__Exercise goal__: Put every line of the items below into a numbered list and leave out any blank lines.
== Stored rows ==
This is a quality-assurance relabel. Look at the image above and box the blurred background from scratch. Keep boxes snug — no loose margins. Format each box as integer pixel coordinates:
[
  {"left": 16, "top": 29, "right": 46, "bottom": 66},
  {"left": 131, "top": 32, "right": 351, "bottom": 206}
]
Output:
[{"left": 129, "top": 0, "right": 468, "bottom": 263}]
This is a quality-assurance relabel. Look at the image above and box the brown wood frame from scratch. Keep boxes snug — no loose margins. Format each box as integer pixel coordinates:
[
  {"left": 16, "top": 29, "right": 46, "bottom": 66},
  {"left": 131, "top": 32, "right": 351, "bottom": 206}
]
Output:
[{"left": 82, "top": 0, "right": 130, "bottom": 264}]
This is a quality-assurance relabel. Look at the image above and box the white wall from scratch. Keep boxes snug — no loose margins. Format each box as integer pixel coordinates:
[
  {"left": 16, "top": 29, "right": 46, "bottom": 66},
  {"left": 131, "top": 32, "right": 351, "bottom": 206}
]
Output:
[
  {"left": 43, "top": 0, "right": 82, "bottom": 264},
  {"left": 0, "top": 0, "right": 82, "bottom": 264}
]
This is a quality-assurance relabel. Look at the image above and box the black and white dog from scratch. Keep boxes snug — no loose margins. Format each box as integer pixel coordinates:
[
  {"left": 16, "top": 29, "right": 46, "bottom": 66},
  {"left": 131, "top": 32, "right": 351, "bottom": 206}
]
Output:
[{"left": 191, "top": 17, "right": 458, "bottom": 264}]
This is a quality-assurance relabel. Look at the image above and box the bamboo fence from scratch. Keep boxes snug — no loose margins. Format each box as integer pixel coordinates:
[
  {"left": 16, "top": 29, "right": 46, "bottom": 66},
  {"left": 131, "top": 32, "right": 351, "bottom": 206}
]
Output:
===
__Response to the exercise__:
1. This is a quality-assurance relabel. Look at the image above and box the blurred background from scratch. Keep boxes snug — no loose margins. Format each box as integer pixel coordinates:
2. [
3.   {"left": 16, "top": 29, "right": 46, "bottom": 66},
4.   {"left": 131, "top": 32, "right": 351, "bottom": 206}
5. ]
6. Output:
7. [{"left": 129, "top": 0, "right": 468, "bottom": 263}]
8. This is a quality-assurance relabel. Look at the image above and box the brown wood frame from scratch. Keep boxes snug — no loose margins. Format each box as integer pixel coordinates:
9. [
10.   {"left": 16, "top": 29, "right": 46, "bottom": 66},
11.   {"left": 131, "top": 32, "right": 351, "bottom": 206}
12. ]
13. Output:
14. [{"left": 82, "top": 0, "right": 130, "bottom": 264}]
15. This is a quality-assurance relabel. Look at the image above and box the white wall from scratch. Keep boxes snug — no loose margins. Format each box as integer pixel coordinates:
16. [
17.   {"left": 16, "top": 29, "right": 46, "bottom": 66},
18.   {"left": 131, "top": 32, "right": 351, "bottom": 206}
19. ]
20. Output:
21. [
22.   {"left": 43, "top": 0, "right": 82, "bottom": 264},
23.   {"left": 0, "top": 0, "right": 82, "bottom": 264}
24. ]
25. This is a quality-assurance relabel. Look at the image above and box the black and white dog from scratch. Keep boxes snug — no loose margins. Format each box as integer pixel coordinates:
26. [
27.   {"left": 16, "top": 29, "right": 46, "bottom": 66},
28.   {"left": 131, "top": 32, "right": 351, "bottom": 206}
29. ]
30. Output:
31. [{"left": 191, "top": 17, "right": 458, "bottom": 264}]
32. This is a quality-assurance relabel. Look at the image above and box the bamboo fence from scratch. Keep boxes snug — no loose margins. Format each box as integer pixel coordinates:
33. [
34.   {"left": 16, "top": 29, "right": 46, "bottom": 66},
35.   {"left": 131, "top": 32, "right": 351, "bottom": 206}
36. ]
37. Output:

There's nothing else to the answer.